Pointing dataset records

════════════════

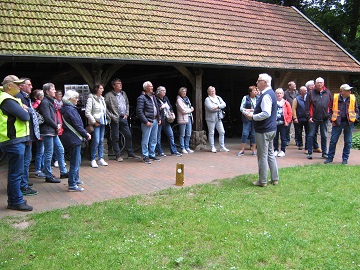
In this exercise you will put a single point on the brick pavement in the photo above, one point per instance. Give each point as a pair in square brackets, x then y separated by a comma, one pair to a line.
[132, 177]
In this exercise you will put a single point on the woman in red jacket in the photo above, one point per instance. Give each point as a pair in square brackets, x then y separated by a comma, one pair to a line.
[283, 119]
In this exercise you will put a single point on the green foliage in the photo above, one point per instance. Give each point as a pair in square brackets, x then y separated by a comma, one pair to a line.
[309, 221]
[356, 141]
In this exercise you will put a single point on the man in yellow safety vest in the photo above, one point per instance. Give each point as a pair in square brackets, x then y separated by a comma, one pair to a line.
[344, 113]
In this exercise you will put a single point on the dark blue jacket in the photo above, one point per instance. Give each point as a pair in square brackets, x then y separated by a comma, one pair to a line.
[145, 109]
[71, 114]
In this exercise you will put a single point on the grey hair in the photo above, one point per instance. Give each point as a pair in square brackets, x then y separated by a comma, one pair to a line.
[47, 86]
[279, 90]
[70, 94]
[311, 82]
[266, 77]
[158, 90]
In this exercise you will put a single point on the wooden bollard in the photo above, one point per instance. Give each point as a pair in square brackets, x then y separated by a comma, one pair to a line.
[179, 174]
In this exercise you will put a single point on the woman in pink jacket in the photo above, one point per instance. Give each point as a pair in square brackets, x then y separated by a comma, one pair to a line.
[283, 119]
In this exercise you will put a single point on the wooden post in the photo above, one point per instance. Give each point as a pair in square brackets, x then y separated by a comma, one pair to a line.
[179, 174]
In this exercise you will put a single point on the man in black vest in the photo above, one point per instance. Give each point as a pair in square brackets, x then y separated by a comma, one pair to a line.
[264, 117]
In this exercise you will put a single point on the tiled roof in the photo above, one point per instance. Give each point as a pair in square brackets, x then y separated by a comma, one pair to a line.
[241, 33]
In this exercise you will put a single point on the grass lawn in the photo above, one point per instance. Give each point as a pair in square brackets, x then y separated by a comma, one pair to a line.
[310, 221]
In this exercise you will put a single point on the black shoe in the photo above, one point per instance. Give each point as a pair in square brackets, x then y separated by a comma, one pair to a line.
[155, 158]
[28, 191]
[52, 180]
[64, 175]
[20, 207]
[146, 160]
[327, 161]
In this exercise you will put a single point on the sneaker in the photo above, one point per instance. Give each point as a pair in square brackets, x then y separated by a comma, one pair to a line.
[132, 155]
[75, 188]
[64, 175]
[20, 207]
[102, 162]
[257, 183]
[146, 160]
[241, 153]
[40, 174]
[154, 158]
[94, 164]
[52, 179]
[28, 191]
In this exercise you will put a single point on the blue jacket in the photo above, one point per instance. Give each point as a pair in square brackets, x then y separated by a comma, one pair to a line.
[71, 114]
[145, 109]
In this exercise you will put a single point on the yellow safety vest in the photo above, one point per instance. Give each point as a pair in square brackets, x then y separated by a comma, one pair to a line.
[18, 128]
[351, 110]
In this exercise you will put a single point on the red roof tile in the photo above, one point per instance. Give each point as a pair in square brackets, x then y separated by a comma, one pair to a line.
[228, 32]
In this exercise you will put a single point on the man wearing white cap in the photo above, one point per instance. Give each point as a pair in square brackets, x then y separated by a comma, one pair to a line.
[344, 113]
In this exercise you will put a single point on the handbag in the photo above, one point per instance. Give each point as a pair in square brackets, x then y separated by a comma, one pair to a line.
[89, 128]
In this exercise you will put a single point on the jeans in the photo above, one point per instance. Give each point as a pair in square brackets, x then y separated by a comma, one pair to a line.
[149, 139]
[122, 126]
[220, 128]
[39, 156]
[312, 133]
[265, 156]
[185, 134]
[281, 131]
[335, 134]
[166, 128]
[97, 142]
[27, 160]
[15, 155]
[75, 163]
[51, 144]
[248, 130]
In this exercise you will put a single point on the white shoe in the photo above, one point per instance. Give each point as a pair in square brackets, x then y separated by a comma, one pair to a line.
[94, 164]
[102, 162]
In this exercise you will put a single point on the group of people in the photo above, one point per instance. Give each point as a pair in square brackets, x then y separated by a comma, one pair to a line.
[267, 116]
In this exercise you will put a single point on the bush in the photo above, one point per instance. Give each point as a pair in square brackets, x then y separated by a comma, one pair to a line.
[356, 141]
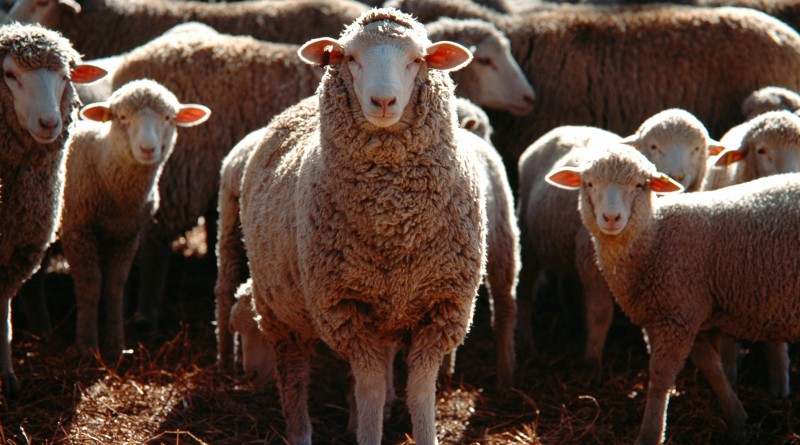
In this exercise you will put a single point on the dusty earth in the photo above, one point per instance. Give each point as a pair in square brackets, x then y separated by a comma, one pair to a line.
[166, 389]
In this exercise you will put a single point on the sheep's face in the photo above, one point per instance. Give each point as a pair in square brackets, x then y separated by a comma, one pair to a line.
[37, 98]
[383, 79]
[143, 117]
[678, 144]
[611, 185]
[384, 59]
[498, 81]
[770, 146]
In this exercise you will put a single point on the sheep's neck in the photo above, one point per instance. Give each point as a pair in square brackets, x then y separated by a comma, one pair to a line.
[622, 259]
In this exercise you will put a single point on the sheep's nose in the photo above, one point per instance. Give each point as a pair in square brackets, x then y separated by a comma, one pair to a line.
[383, 102]
[612, 218]
[48, 124]
[529, 99]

════════════════

Challenge
Turn the stretch from the line containing "on the group" through the end of the rows into a numbered list, skipping blank lines and leaving out the pictures.

Result
1. In this exercise you will put a single point on the group of people in the photo above, one point per instance. Give each point as a pair in square brackets, x then y separated by a comma, one pair to a line.
2. [267, 116]
3. In this exercise you will put a single point on the bush in the photo above, one point per instance. Give each point as a pair in square brackets, x then y separated by a comma, one pair to a line.
4. [356, 141]
5. In this exercise you will put a single point on the dusty earth in the photo above, one point per instance. Give each point as a pair in square brackets, x then y separated by a comma, one pair to a line.
6. [166, 389]
7. In this exercise you will put a single point on the sheep's face in the photo above, one point per instance. Give each point as a pair in square brackets, x then y separated by a comma, one pair to a line.
8. [37, 98]
9. [383, 79]
10. [143, 117]
11. [678, 144]
12. [611, 185]
13. [384, 59]
14. [498, 81]
15. [770, 146]
16. In this exercise you will put a single point on the sheep's neck in the photo above, one point per instance. Give each point as a pair in square brackets, x then y separated by a comma, one pair to a line.
17. [622, 259]
18. In this exercise you will put a single point on the sheep's nose in the photo above, one point per instance. Give each point as a pair in square brackets, x then y separated by a comma, one pair to a line.
19. [383, 102]
20. [612, 218]
21. [48, 124]
22. [529, 99]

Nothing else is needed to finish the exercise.